• 対象の文章:

%%

日本人が新型コロナウイルスに強い理由は?ゲノム学者が解説
新型コロナウイルスは細胞に感染するために、アンジオテンシン変換酵素(ACE)2というタンパク質を利用する。このACE2はアンジオテンシンⅡという血圧上昇に関与するペプチド(短いタンパク質)からアミノ酸を1つ取り除き、アンジオテンシン1―7というそれと拮抗するペプチドに変換する機能を持つ。すなわち、新型コロナウイルスが感染するための入り口は血管を構成する細胞にもたくさん存在する。今後はこのような視点から治療法の研究が進むことが考えられる。

%%

• データ抜粋:
%%

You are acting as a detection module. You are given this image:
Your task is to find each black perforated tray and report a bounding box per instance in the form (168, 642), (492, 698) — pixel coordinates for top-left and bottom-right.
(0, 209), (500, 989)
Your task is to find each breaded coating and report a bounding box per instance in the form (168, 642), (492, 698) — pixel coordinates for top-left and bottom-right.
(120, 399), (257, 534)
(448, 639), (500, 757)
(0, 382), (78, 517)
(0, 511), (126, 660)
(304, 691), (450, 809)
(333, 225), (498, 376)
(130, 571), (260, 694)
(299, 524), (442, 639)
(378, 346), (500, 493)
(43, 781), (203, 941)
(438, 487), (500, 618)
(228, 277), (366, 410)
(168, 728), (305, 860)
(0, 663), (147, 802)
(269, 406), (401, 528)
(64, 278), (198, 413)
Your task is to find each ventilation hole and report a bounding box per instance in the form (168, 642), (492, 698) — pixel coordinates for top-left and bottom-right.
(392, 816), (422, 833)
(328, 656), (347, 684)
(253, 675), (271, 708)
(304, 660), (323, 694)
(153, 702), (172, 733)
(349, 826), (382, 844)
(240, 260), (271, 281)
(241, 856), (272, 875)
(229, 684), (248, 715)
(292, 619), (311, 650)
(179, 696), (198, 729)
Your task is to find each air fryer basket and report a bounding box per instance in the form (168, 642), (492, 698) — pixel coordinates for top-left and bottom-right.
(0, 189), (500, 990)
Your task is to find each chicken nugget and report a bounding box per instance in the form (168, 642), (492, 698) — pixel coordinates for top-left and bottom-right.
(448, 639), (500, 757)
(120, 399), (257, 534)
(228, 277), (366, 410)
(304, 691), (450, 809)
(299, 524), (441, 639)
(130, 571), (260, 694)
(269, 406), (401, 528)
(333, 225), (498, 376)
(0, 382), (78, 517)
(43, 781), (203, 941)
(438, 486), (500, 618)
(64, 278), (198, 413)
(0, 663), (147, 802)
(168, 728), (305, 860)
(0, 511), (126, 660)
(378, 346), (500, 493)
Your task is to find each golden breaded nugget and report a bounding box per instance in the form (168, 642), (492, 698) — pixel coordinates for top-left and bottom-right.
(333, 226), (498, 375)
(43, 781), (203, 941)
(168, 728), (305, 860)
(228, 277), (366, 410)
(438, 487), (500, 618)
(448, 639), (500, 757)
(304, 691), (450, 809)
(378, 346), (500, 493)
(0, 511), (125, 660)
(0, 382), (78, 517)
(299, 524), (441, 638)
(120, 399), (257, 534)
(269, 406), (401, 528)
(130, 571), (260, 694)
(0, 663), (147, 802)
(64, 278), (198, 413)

%%

• 設問:
a) 新型コロナウイルスとACE2についての文章を読み、次の問いに答えなさい。
(i) 新型コロナウイルスは細胞に感染するために、何というタンパク質を利用するか。
(ii) ACE2は、アンジオテンシンⅡを何というペプチドに変換するか。
(iii) 新型コロナウイルスが感染するための入り口は、どのような細胞にもたくさん存在するか。
b) 新型コロナウイルスとACE2についての文章を、最後の文の後から書き継ぎなさい。
データは、この文章の内容とは関係がない。

• 解答:
a)
(i) アンジオテンシン変換酵素(ACE)2
(ii) アンジオテンシン1―7
(iii) 血管を構成する細胞

b)
そして私たちの遺伝子に存在するわずかな違いが、新型コロナウイルス感染症の重症化などに関連するのではないかという研究が世界各国で進んでおり、今後関連が明らかになるだろう。また、糖尿病や心臓・呼吸器の基礎疾患がある患者は重症化のリスクが高いことが、中国を中心に世界各地から報告されている。その他、喫煙の習慣や肥満などもリスクファクターとして指摘されている。加えて、マスクをつける習慣や靴を履いたまま家の中を歩かないことなど、さまざまな生活習慣の違いも関連する可能性はある。
おそらく最も関連することとして、医療体制、政府や専門家委員によるさまざまな対策とそのタイミング、それらを受けて日々生活を送っている、私たち一人一人の生活変容が功を奏していると考えられる。